▶ Quoted passage:
A while back I released my free retirement calculator designed to take your current age, retirement age, life expectancy, income needs, current savings, and market volatility into account in order to tell you how much you should be saving each year to reach your retirement goals. I designed it to be a more accurate retirement calculator than most of the ones you find online, but I also wanted to make it easy to use. Because of this, it’s not the most accurate calculator available, but it should do a good job for you if you follow the directions and revisit it every 3-5 years.
What I hadn’t done, though, was to test the advice it gives against historical investment periods. I based the calculator on historical market data and ran millions of simulations to build the back-end of the calculator (which you don’t see when you use it). But I didn’t have a chance to test how it would have actually worked out for people until recently. So using historical performance numbers for a diversified portfolio along with historical inflation rates (all from 1927-2009), I tested what your results would have been if you had followed the advice given by my free retirement calculator. I tested two different scenarios:
- If you had saved the target amount the calculator estimates, would that have lasted throughout your retirement?
- If you had annually saved the amount the calculator tells you to, would you have reached that target amount by your retirement date?
Basically, I wanted to see if this calculator would work in telling you how much to save and how much you can safely withdraw in retirement. Click here if you don’t want to read the nitty gritty and just want to get to the point.
Withdrawal Results
I found that my calculator was extremely good at estimating how much you should have by retirement so you don’t run out of money before you die. What I wanted to avoid was having any historical period where you would have run out of money before you hit your life expectancy. In most cases, you end up with quite a bit of money left over at your death. But in a few, you barely make it. All of these withdrawal scenarios assume you need $36,000/year in retirement income and you retire at age 65. I looked at three different scenarios: you die at age 85 (20 years of withdrawals), you die at age 80 (15 years), and you die at age 75 (10 years). You’ll need to click the graphs to get a clear, full-size picture. Here are the results for withdrawing from age 65-85 (20 years):
Here are the results for 65-80 (15 years):
And here are the results for 65-75 (10 years):
As you can see, you never would have run out of money if you had saved what the calculator estimated you would need. Now there’s no guarantee that would always be true, but it is good to see that it would have worked out historically. In many cases, you would have ended up with way more money than you needed, which illustrates why this isn’t a perfect calculator. (No calculator is going to figure this out perfectly for you, and this is why you have to revisit the calculation every so often.)
Savings Results
Where I found the calculator needed some work was how much it was telling you to save every year. I was running a scenario where you start saving at age 25, retire at 65, and die at age 85 (40 years of saving, 20 years of withdrawals). What I found was that many times you’d end up with waaaaaay more than you needed to retire. You could have either retired earlier or saved less. This kind of result is almost as bad as finding out you didn’t save enough – simply because of all the sacrifices you would have made to meet your savings goal. I don’t have the results here to show you, but let’s just say you ended up with anywhere from 2-6 (yes 6!) times what you would have needed to retire.

▶ Brief: Write the next part of the retirement calculator post, picking up after its last sentence.

Records of labeled points
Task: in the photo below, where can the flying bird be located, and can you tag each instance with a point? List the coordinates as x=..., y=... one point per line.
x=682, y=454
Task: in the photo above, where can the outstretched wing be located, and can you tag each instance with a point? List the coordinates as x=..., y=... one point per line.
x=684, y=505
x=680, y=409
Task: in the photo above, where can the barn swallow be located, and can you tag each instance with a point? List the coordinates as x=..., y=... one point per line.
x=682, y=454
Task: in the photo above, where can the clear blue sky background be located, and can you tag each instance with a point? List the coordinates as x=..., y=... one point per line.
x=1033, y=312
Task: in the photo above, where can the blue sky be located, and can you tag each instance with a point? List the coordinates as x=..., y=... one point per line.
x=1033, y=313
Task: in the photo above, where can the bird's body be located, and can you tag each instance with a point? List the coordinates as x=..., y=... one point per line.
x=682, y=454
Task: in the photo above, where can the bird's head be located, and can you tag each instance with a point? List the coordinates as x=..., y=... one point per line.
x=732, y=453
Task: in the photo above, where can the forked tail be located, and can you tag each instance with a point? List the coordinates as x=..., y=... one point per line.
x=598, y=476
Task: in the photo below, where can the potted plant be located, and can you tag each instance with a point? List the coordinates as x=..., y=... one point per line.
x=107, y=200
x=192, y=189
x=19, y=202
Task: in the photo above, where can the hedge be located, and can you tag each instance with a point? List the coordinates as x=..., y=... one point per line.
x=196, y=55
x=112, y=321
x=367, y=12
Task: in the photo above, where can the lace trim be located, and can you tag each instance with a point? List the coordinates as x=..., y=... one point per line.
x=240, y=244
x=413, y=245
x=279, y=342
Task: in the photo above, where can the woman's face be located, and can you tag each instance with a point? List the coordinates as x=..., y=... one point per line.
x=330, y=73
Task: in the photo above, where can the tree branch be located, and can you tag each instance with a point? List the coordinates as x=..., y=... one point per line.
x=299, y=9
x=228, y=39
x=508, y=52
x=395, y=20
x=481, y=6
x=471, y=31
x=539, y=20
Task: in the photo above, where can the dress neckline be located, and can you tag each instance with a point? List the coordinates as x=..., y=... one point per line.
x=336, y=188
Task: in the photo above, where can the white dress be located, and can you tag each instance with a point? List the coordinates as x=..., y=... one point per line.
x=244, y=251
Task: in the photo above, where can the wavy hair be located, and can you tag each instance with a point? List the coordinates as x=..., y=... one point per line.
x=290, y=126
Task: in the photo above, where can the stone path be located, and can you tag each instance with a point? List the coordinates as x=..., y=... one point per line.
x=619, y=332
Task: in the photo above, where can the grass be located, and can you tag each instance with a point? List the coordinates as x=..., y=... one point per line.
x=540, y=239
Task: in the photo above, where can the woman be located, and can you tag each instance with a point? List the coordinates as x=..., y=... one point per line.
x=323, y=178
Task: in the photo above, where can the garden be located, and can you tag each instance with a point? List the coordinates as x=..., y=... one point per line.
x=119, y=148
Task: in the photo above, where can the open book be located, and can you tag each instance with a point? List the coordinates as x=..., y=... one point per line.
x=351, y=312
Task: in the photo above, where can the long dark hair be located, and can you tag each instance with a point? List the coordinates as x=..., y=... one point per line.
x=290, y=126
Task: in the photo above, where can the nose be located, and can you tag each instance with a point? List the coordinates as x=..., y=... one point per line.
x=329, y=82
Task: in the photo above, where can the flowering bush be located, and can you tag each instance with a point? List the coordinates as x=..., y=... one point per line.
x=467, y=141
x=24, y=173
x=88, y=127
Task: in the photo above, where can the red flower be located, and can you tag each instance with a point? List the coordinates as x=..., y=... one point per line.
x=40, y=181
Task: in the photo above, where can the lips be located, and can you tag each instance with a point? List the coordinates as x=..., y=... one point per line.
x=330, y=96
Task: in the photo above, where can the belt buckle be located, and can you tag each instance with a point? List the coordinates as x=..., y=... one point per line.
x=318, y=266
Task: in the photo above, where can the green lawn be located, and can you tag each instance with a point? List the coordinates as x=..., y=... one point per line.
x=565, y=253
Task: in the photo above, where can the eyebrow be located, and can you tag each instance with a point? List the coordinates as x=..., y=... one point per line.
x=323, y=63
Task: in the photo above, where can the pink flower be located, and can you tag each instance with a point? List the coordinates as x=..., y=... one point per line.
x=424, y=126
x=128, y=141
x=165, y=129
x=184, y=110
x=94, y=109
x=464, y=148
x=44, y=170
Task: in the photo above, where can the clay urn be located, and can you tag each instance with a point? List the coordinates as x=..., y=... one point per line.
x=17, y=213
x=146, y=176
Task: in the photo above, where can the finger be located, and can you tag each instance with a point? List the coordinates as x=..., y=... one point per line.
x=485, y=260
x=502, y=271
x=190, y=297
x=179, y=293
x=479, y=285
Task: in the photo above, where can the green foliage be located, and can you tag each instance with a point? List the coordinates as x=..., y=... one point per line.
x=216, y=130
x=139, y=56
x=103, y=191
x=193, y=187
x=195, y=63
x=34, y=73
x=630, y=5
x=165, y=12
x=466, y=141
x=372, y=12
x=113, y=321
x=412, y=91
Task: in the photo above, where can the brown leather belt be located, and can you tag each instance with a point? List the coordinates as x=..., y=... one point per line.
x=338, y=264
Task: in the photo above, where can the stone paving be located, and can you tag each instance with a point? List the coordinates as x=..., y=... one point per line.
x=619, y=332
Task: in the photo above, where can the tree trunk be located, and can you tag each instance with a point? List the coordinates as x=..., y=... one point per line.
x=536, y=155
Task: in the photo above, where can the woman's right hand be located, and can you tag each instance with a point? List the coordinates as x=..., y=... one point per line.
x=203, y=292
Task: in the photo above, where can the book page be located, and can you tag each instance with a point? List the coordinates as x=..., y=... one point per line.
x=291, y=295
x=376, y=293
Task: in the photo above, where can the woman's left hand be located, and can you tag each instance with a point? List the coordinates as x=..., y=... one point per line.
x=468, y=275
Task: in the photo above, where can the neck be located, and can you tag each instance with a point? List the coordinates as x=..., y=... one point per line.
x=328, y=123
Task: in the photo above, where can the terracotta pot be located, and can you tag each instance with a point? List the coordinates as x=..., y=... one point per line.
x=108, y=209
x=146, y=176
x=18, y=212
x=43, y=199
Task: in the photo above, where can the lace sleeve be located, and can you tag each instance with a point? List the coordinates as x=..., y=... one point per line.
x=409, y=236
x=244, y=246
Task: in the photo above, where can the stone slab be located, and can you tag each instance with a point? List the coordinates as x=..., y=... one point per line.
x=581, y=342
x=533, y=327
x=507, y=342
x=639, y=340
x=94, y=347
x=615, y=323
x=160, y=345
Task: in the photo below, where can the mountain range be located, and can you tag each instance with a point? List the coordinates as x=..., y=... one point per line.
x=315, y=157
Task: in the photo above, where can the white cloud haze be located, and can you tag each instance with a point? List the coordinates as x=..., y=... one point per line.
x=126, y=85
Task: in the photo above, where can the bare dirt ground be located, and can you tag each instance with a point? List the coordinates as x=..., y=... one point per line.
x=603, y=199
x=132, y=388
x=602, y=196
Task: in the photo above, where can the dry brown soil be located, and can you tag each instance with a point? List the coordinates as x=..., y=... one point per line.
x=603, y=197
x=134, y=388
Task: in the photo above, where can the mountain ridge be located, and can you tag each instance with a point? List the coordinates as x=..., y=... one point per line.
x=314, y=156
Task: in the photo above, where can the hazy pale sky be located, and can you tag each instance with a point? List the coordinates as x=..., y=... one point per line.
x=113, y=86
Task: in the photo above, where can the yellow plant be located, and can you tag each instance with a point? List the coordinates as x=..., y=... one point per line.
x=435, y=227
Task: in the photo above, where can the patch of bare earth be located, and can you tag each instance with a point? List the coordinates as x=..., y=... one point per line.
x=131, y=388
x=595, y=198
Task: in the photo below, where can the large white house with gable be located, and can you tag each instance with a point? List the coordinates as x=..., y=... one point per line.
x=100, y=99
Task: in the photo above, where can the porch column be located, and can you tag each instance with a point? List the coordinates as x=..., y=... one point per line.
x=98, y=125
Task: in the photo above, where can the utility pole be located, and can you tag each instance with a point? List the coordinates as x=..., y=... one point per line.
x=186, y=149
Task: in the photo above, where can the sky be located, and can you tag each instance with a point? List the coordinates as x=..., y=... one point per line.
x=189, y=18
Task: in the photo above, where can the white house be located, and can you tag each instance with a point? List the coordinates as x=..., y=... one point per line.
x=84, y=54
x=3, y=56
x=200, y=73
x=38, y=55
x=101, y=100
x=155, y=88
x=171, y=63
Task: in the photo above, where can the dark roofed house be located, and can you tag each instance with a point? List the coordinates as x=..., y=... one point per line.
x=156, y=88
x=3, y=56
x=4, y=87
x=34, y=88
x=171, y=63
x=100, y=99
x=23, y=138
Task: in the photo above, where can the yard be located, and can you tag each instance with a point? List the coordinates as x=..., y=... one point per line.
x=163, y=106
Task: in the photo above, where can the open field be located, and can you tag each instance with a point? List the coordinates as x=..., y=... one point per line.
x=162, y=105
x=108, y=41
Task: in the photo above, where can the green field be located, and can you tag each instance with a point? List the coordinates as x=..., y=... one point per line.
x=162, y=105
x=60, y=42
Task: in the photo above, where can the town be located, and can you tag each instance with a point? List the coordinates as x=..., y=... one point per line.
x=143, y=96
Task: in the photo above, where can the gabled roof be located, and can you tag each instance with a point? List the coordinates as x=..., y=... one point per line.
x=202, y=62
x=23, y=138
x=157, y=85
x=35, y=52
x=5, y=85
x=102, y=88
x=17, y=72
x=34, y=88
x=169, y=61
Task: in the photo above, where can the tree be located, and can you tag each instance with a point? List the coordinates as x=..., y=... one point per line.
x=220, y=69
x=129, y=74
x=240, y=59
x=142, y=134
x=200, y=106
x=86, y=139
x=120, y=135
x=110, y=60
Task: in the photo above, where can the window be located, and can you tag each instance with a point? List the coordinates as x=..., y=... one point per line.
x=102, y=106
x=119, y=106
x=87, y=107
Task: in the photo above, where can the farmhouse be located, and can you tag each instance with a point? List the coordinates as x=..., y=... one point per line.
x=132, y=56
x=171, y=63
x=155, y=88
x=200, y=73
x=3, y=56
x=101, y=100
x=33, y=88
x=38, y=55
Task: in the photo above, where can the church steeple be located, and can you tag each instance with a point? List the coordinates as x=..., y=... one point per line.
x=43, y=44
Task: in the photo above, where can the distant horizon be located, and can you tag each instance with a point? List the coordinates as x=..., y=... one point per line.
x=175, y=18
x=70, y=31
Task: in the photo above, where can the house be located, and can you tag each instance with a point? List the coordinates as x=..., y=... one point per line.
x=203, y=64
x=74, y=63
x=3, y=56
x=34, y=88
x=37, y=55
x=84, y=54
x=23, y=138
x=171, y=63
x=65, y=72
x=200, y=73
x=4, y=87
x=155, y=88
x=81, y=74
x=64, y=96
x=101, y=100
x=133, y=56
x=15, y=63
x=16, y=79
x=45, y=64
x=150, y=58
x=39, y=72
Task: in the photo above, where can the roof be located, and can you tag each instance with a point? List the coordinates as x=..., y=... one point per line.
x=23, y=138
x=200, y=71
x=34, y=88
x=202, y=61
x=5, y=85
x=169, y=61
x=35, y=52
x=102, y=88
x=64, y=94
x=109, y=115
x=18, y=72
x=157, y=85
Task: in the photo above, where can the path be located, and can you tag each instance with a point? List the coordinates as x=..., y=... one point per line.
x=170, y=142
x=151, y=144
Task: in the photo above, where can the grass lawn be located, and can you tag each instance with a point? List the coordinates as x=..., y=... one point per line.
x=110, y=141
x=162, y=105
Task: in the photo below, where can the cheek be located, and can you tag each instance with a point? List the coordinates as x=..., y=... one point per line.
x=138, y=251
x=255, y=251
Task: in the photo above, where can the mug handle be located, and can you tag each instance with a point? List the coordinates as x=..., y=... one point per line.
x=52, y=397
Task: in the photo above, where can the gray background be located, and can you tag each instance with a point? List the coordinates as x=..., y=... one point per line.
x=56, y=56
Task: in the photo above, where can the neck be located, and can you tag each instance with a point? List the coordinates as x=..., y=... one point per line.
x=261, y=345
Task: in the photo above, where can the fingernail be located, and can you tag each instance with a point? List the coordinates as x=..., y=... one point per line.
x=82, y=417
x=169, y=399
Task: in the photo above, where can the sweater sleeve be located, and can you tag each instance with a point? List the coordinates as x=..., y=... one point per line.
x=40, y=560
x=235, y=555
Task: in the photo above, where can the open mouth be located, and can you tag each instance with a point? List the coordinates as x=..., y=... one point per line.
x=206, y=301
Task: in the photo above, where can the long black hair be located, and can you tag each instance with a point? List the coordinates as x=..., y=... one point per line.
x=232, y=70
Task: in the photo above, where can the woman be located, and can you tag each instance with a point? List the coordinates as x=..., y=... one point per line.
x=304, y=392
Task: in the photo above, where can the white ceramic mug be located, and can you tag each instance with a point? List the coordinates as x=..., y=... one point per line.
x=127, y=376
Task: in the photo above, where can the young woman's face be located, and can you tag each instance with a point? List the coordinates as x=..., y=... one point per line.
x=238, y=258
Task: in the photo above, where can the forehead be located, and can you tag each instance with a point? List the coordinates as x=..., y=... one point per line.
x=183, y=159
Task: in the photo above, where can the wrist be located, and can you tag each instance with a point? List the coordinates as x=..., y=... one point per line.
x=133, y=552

▶ Result:
After a long process of studying the results, figuring out where it went wrong, debugging, and retesting, I made one small tweak to the calculator and now it works great. Historically speaking, you’d still save too much most of the time (anywhere from 1.25 to 2 times more than you need). But it cut the required savings rate back to a much more manageable and realistic level. So I’ve run four different scenarios and included the results here to show you how it worked out. These scenarios assume you retire at age 65 and die at age 85 while needing $36,000/year during retirement. The four scenarios differ in the age you start saving (with no savings to start): age 25 (40 years to save), age 35 (30 years), age 45 (20 years), and age 55 (10 years). Here are the results if you start at age 25:
On average, you would have saved about 50% more than necessary. Assuming you have 40 years to save, nothing in savings, and you’ll be in retirement for 20 years, you need to be saving 15% of your target retirement income every year. Here are the results if you start at age 35:
On average, you would have saved about 50% more than necessary once again. Assuming you have 30 years to save, nothing in savings, and you’ll be in retirement for 20 years, you need to be saving 29% of your target retirement income every year. Here are the results if you start at age 45:
On average, you would have saved about 50% more than necessary once again. You would have fallen a little short of your retirement goal 8 times out of 64 historical 20 year periods, which would have required you to retire on a slightly smaller retirement income or wait one more year to retire. Assuming you have 20 years to save, nothing in savings, and you’ll be in retirement for 20 years, you need to be saving 63% of your target retirement income every year. And here are the results if you start at age 55:
On average, you would have saved about 30% more than necessary. You would have fallen just short of your retirement goal 6 times out of 74 historical 10 year periods, which would have required you to retire on a slightly smaller retirement income or wait one more year to retire. Assuming you have 10 years to save, nothing in savings, and you’ll be in retirement for 20 years, you need to be saving an astounding 170% of your target retirement income every year.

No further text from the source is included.